===== DATA FOR THIS EXERCISE
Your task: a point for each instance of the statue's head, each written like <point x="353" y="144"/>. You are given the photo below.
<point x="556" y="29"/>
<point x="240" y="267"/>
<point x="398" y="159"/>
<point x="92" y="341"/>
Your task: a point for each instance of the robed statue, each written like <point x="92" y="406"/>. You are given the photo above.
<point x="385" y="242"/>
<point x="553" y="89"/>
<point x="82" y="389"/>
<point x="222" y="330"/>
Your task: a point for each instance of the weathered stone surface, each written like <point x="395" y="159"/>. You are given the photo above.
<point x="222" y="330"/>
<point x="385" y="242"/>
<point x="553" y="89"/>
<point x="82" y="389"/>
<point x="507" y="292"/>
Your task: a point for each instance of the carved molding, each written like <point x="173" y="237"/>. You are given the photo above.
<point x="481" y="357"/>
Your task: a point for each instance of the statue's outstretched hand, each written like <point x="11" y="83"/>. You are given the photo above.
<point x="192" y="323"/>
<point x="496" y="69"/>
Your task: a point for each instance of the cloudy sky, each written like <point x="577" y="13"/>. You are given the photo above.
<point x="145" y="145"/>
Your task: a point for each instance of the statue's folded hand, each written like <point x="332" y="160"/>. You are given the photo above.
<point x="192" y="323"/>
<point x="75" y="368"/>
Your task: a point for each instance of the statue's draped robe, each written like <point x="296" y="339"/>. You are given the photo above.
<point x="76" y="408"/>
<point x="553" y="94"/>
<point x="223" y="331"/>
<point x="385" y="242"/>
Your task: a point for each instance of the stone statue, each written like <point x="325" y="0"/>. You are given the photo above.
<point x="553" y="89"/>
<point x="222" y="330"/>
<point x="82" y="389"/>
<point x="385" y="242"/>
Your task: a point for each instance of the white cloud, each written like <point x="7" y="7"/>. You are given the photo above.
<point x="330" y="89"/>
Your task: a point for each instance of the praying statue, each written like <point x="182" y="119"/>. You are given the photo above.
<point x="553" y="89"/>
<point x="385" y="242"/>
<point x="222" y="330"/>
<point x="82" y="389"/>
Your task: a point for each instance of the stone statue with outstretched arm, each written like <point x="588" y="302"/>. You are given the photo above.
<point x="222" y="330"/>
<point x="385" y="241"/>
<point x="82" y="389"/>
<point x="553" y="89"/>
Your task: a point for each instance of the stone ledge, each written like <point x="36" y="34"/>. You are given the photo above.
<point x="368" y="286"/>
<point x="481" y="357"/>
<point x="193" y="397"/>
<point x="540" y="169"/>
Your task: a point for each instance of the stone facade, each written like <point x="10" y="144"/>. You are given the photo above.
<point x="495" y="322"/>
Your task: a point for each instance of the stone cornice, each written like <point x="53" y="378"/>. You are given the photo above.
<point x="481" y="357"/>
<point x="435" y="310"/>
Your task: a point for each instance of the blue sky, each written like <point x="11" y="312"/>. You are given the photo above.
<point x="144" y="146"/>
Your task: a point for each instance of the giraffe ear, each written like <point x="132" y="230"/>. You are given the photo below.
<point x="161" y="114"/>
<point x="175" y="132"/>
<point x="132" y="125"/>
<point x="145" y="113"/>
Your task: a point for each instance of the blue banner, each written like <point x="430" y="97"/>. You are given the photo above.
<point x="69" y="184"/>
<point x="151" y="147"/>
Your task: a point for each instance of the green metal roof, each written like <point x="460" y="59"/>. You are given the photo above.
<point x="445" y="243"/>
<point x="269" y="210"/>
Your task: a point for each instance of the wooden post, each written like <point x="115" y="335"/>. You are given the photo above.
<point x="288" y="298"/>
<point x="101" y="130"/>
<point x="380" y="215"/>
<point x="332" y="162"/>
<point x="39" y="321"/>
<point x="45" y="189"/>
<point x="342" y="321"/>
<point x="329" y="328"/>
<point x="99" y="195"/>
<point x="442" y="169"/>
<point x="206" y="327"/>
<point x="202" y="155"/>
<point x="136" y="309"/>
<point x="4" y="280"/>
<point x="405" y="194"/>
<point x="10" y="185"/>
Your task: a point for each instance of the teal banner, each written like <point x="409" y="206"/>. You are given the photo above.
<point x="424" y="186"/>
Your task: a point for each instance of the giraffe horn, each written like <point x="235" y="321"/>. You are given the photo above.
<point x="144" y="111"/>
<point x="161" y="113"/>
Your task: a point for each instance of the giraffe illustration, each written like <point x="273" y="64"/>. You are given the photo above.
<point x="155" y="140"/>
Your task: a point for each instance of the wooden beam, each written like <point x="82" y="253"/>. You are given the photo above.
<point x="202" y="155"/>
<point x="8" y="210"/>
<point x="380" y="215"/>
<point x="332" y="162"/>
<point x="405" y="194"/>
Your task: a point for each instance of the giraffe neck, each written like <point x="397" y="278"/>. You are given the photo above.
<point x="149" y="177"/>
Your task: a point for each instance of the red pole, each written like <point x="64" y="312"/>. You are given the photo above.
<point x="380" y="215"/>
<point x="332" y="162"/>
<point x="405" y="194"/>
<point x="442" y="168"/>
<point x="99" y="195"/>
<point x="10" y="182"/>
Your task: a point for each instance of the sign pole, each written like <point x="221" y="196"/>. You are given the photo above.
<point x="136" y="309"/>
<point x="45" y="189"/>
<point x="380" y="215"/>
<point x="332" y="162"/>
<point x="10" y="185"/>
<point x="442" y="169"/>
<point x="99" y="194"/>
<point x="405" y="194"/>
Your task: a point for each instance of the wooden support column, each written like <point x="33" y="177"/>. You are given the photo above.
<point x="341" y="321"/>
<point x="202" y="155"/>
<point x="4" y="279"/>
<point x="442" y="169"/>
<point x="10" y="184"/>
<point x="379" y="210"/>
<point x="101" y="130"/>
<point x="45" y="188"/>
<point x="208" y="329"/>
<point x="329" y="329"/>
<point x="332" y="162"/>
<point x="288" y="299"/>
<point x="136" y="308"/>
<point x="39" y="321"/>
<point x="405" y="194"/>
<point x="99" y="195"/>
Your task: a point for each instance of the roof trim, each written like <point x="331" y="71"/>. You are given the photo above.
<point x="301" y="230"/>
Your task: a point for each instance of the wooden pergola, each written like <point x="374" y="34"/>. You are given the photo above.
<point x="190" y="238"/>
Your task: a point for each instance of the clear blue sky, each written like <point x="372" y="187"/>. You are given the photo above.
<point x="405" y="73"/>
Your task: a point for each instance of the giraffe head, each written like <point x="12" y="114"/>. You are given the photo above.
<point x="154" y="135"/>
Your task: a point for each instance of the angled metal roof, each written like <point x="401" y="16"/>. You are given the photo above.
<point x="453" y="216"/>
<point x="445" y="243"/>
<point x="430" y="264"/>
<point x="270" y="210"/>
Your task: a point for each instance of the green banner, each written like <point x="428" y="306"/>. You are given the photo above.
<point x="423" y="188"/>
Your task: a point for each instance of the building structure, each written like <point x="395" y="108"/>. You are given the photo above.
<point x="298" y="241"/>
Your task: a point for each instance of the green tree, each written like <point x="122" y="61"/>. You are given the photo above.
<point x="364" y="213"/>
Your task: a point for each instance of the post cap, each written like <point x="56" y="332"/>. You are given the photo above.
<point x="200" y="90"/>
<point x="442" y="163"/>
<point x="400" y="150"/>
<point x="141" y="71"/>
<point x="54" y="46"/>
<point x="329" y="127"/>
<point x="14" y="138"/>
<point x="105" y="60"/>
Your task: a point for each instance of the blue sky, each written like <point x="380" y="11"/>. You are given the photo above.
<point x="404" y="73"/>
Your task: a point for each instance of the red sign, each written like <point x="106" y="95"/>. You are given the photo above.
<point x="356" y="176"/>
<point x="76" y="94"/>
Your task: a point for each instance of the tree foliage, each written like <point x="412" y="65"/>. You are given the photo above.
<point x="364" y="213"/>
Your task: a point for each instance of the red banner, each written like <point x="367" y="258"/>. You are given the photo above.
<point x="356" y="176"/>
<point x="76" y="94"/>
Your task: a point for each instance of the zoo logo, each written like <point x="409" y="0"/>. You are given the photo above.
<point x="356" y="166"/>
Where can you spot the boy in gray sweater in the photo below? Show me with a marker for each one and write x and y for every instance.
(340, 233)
==========
===== DATA FOR THIS EXERCISE
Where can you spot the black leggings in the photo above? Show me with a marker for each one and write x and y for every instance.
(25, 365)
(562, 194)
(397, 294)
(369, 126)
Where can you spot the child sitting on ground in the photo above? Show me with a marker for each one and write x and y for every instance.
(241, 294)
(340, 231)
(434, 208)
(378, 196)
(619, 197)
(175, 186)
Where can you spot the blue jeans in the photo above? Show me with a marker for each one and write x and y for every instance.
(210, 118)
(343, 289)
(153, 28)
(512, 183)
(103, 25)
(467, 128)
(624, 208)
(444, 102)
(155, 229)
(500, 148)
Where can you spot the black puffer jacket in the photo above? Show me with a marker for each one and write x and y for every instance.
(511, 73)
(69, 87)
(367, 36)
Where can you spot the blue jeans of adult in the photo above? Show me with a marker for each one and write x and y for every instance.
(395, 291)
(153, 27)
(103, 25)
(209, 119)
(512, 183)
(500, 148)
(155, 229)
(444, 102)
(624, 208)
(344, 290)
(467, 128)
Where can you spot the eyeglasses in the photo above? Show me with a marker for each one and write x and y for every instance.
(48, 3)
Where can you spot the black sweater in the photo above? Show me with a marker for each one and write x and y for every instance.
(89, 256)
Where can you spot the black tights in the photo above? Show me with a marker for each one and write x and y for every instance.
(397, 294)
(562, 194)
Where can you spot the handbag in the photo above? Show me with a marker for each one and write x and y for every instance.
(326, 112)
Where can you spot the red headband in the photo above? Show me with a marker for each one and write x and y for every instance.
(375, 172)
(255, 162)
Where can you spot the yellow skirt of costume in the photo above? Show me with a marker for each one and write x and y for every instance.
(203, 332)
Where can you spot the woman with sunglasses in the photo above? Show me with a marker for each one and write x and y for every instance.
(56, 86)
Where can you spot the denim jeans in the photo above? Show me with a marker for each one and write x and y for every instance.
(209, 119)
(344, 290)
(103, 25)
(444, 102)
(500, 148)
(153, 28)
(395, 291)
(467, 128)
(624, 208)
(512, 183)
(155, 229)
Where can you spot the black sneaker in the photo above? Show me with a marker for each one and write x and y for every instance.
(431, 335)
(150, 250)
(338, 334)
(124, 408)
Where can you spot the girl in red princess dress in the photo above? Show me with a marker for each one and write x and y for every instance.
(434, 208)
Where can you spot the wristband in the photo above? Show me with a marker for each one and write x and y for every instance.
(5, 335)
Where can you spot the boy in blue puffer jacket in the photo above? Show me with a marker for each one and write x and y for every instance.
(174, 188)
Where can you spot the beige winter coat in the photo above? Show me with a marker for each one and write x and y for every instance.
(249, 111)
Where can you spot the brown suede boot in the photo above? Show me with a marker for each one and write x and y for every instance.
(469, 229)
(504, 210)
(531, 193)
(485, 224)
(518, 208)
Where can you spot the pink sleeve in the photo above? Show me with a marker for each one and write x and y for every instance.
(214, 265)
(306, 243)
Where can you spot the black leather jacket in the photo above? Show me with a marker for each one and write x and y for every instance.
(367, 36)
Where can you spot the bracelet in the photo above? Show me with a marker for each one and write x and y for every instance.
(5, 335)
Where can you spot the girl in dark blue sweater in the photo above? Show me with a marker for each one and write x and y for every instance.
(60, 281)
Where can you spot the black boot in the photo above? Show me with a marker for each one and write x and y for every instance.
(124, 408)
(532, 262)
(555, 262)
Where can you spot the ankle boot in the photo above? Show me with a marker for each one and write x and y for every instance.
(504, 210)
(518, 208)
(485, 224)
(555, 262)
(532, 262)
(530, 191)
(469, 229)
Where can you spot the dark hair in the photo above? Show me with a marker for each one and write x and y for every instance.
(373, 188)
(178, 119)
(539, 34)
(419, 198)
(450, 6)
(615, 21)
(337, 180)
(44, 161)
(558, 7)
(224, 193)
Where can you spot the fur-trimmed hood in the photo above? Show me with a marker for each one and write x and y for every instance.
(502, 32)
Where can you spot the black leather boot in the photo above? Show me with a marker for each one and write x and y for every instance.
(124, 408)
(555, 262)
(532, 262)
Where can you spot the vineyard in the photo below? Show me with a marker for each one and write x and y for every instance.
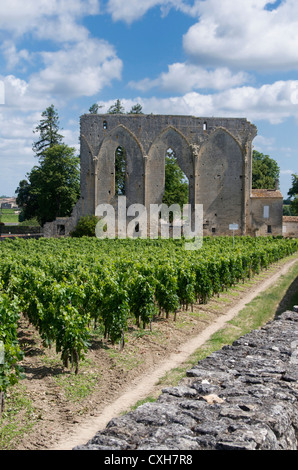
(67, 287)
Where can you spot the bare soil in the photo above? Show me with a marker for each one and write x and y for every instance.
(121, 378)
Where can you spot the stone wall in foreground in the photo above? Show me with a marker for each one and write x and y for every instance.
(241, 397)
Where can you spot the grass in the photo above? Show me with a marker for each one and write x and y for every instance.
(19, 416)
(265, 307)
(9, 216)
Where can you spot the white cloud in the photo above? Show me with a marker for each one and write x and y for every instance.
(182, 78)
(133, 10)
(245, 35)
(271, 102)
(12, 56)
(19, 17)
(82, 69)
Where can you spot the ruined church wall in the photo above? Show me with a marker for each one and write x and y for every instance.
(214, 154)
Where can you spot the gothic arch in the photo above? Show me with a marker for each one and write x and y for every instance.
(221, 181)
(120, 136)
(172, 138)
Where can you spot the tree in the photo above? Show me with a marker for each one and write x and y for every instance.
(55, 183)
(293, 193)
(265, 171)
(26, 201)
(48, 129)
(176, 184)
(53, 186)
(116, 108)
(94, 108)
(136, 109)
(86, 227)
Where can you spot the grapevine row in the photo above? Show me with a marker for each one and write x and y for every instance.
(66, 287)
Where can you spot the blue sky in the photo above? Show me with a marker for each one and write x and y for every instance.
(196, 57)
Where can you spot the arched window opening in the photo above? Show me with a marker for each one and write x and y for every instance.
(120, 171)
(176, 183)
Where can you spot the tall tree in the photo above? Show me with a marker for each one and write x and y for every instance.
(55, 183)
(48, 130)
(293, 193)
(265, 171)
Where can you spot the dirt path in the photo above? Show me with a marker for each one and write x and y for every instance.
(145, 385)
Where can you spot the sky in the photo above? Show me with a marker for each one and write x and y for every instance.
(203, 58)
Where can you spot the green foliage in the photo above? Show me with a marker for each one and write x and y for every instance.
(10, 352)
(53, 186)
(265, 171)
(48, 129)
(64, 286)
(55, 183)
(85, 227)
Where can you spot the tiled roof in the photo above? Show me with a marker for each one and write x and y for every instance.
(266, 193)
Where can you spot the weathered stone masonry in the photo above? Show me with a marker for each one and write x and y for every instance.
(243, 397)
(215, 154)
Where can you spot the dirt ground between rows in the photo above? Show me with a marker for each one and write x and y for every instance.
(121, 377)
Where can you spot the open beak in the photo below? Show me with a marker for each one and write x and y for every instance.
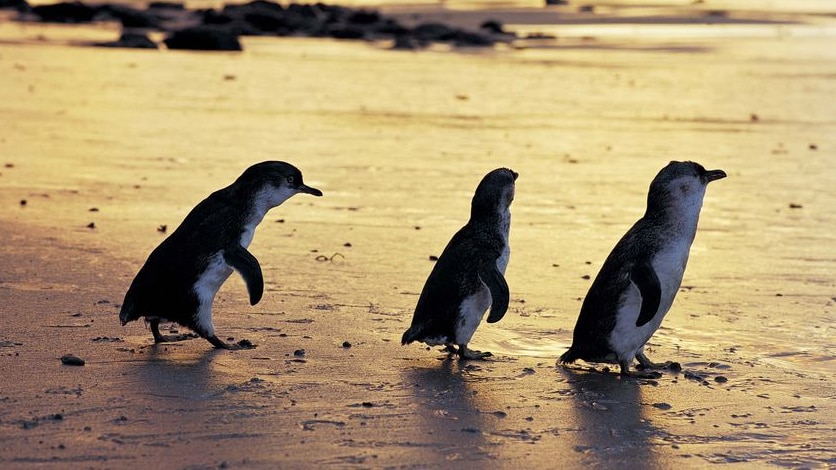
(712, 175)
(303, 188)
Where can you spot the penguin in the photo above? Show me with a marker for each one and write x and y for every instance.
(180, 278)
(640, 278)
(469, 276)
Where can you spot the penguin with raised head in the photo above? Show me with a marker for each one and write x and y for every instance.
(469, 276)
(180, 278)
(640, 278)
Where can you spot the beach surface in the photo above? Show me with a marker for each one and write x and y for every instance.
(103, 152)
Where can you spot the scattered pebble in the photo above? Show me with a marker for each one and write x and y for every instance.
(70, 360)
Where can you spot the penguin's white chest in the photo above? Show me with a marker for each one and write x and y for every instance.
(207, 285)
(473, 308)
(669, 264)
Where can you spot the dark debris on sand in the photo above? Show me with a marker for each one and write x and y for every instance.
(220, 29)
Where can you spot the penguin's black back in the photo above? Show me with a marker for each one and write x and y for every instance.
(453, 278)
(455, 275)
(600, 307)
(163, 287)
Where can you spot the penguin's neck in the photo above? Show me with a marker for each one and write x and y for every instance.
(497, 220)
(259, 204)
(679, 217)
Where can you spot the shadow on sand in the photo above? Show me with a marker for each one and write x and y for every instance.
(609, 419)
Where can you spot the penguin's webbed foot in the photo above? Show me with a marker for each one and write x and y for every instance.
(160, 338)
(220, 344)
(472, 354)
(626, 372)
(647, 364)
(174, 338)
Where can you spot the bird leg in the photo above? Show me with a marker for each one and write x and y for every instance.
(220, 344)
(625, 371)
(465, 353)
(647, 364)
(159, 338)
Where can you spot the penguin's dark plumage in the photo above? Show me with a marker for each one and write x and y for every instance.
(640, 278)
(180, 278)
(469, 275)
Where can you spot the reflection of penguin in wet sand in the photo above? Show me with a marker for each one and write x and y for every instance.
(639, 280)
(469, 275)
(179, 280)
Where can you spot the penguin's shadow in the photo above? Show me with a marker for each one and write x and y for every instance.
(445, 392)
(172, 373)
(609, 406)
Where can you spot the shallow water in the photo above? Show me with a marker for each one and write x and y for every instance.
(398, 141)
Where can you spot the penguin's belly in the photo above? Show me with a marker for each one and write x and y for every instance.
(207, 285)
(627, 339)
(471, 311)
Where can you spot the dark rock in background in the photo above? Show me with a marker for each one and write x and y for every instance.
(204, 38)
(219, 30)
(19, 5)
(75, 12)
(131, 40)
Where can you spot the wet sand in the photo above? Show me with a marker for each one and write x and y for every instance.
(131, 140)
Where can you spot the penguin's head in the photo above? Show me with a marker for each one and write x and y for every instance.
==========
===== DATA FOR THIS EXERCISE
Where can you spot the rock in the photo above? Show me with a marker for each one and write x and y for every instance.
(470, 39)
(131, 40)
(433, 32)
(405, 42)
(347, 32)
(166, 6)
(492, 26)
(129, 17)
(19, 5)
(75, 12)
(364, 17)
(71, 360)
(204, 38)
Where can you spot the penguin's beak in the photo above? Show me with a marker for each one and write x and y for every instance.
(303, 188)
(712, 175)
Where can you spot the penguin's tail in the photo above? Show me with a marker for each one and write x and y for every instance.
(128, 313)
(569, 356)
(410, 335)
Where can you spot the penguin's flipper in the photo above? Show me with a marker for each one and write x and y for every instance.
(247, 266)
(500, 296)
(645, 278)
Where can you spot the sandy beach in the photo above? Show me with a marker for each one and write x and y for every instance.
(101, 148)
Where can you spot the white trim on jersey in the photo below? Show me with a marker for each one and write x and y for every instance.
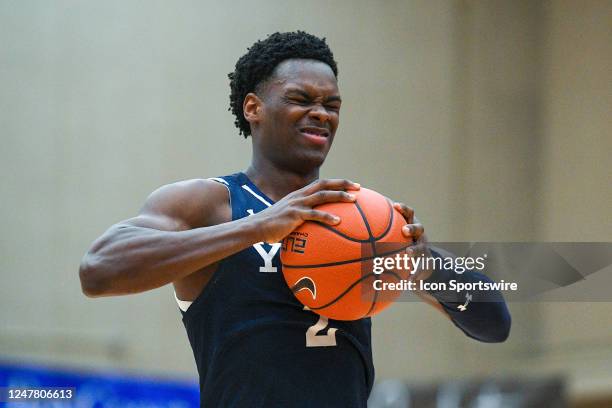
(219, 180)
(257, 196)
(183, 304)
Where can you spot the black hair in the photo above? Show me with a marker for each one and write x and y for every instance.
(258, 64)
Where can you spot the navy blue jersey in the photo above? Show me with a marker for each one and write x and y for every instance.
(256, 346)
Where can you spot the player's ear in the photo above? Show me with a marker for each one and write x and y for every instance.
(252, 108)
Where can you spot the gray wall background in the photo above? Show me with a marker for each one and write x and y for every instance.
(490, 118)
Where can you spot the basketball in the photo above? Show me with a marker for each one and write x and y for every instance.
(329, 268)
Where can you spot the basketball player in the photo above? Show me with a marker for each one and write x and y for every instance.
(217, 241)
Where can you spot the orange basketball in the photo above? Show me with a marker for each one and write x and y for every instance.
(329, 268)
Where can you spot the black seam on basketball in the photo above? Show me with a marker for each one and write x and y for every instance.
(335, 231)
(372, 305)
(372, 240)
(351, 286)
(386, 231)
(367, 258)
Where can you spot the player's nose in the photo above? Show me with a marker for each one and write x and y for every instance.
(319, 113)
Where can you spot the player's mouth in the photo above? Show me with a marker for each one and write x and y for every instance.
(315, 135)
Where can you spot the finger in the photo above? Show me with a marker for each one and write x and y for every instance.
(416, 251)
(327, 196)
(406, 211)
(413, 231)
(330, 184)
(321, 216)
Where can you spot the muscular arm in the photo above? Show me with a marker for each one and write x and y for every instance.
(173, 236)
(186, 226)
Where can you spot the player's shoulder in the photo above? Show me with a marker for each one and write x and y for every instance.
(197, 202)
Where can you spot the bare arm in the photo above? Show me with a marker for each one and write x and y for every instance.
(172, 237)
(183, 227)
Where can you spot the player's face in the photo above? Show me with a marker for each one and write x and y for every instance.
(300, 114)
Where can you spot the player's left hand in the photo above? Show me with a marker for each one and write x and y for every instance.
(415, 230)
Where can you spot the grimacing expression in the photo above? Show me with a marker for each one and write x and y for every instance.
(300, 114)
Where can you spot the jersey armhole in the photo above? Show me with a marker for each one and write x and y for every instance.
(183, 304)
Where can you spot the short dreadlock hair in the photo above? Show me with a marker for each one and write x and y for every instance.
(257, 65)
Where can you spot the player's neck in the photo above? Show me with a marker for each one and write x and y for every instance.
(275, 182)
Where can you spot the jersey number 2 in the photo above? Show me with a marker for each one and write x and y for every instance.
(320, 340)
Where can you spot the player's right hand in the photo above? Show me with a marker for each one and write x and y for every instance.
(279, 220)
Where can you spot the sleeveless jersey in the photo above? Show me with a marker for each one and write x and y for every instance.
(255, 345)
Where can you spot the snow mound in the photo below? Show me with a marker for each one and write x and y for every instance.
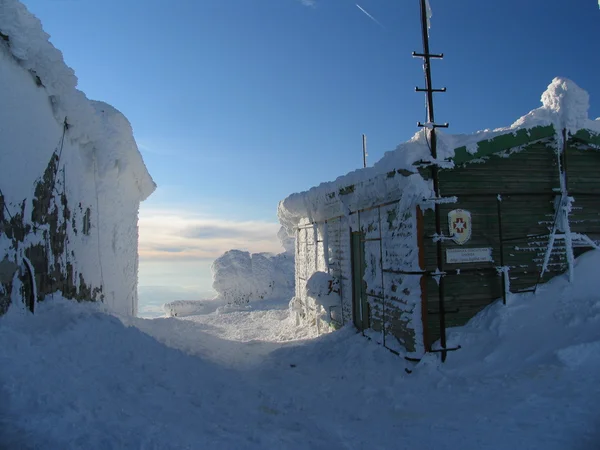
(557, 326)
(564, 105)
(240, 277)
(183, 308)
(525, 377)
==========
• ACTIVITY
Look above for the line with "Where can you spot the shallow" and the line with "Where can you spot the penguin's head". Retype those two lines and every line between them exactly, adding nothing.

• RESPONSE AREA
Where can you spot the shallow water in the photo above? Show me with a marker for each one and write x and y for every instance.
(398, 141)
Where can you spot the penguin's belly in the photo above? Show me with a marker for each one and write x and y for every instance.
(207, 285)
(627, 339)
(471, 311)
Where can you spot the dark rock in background in the photo above? Show me with a marker for each one and write x and y for every instance.
(204, 38)
(219, 30)
(19, 5)
(75, 12)
(131, 40)
Where can you spot the wet sand in the photo above? Show me with a marker for each one and write x and y for every instance.
(131, 140)
Where can you spot the penguin's head in the photo above? Show me with a marker for each one and write x and y for every instance.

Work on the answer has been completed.